--- Extrait choisi ---

Le 12 avril dernier, Emmanuel Macron profitait d’un déplacement dans un lycée agricole du Limousin pour annoncer l’instauration dans la restauration collective d’un objectif de 50 % d’approvisionnement provenant de l’agriculture biologique ou des circuits courts. En effet, ceux-ci sont particulièrement à la mode : plus de 40 % des Français y ont recours et plus de 20 % des producteurs passent par cette filière pour vendre tout ou partie de leur production.
Un véritable engouement, porté par la recherche d’aliments plus sains et le souhait de réduire son impact écologique dans sa consommation alimentaire. Toutefois, les circuits courts ne peuvent pas devenir la norme en raison de la réalité géographique qui impose un schéma de distribution dans lequel les intermédiaires continueront de jouer un rôle essentiel.

---

# Consigne
Reprenez l'extrait sur les circuits courts après sa dernière phrase et écrivez la suite. Les entrées ne jouent aucun rôle dans ce travail.

--- Données ---

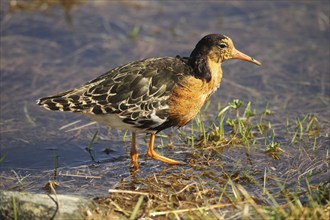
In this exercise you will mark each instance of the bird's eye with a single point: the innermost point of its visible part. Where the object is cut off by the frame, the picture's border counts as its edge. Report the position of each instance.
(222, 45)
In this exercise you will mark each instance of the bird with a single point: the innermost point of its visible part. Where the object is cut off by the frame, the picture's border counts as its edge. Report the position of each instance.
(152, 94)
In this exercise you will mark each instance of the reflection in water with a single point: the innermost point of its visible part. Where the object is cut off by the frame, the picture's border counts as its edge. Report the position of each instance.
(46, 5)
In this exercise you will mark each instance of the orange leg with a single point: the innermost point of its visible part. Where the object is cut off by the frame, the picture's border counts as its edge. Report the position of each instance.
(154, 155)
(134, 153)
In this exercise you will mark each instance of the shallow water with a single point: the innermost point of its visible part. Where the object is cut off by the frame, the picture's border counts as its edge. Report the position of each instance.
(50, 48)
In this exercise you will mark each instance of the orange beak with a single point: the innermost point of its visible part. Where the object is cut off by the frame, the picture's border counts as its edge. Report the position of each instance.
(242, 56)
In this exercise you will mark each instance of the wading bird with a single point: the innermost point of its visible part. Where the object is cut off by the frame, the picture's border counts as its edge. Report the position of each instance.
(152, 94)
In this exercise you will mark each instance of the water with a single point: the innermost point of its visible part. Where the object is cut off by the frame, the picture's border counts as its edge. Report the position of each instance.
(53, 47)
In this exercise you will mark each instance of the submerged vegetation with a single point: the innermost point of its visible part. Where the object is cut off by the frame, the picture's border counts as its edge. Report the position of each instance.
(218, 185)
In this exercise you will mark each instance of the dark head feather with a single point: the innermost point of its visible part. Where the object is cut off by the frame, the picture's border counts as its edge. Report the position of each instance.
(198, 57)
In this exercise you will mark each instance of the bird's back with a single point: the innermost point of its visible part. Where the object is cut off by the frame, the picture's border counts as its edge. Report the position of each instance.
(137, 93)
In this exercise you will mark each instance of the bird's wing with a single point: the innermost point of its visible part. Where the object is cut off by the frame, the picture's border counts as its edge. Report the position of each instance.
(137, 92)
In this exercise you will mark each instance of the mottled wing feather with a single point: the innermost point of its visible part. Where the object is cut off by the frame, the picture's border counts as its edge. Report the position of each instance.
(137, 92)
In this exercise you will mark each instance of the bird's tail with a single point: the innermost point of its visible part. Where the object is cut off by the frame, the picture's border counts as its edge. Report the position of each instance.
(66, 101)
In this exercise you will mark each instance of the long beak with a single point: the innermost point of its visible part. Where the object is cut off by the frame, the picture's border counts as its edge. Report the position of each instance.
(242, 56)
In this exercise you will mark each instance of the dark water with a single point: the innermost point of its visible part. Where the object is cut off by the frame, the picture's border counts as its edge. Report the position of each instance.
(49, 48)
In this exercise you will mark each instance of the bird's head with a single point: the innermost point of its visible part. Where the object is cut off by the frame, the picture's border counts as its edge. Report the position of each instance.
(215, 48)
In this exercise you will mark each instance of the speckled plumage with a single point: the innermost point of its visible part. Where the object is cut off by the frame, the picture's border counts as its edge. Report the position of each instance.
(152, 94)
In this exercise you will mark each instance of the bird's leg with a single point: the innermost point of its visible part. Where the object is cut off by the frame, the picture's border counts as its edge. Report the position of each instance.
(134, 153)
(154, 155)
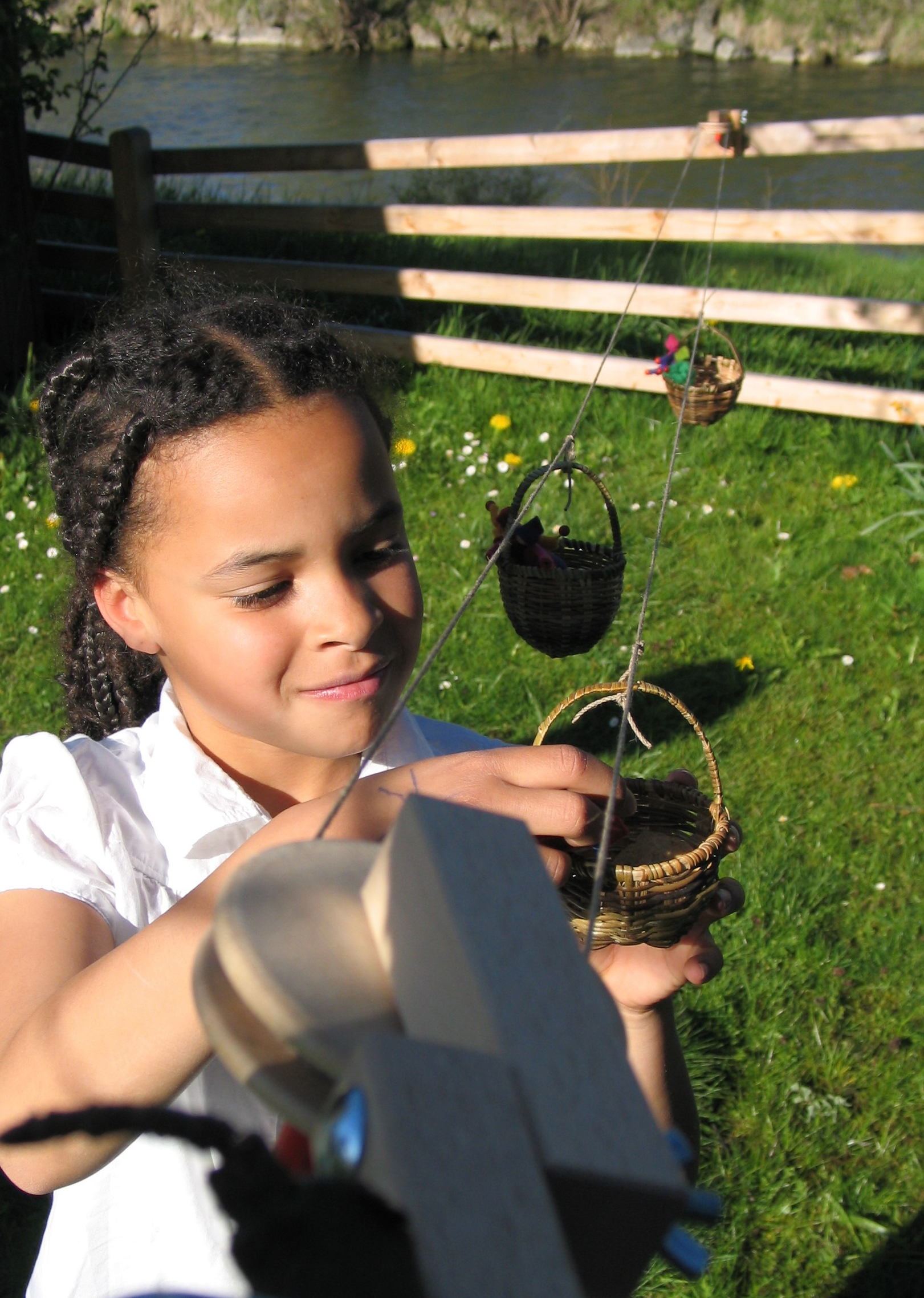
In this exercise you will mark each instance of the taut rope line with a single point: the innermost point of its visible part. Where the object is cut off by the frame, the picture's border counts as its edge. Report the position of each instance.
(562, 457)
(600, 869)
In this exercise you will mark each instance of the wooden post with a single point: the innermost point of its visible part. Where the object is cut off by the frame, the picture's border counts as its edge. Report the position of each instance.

---

# Réponse
Du producteur directement au consommateur. Voilà l’idée simple et presque révolutionnaire qui émerge depuis deux décennies en France. Se passer des intermédiaires pour être en contact avec l’éleveur ou l’agriculteur et jouir de produits frais et non industrialisés. Cette promesse est une réalité pour une large minorité de Français (42 %) qui s’approvisionnent (en partie) de cette manière. Éviter d’acheter de la viande issue de pays lointains ou de manger des légumes et fruits hors saison fait désormais partie des habitudes alimentaires chez bon nombre de consommateurs.
Pourtant, les circuits courts connaissent des limites structurelles qui rendent impossible la généralisation de ce système. La relation producteur-consommateur ne peut s’adresser qu’à une frange réduite de la population, surtout lorsque cette dernière vit dans de grands espaces urbains. Sabine Barles, professeur en urbanisme et aménagement à l’Université Paris 1 explique pourquoi les circuits courts sont chimériques pour des villes aussi vastes que Paris et ses banlieues. Il est aujourd’hui inconcevable de pouvoir alimenter autant d’individus en recourant exclusivement à des productions qui ont été récoltées ou élevées dans un espace proche. Pour cette universitaire, « l’idée de nourrir Paris ou Toulouse grâce aux ceintures vertes est une illusion ».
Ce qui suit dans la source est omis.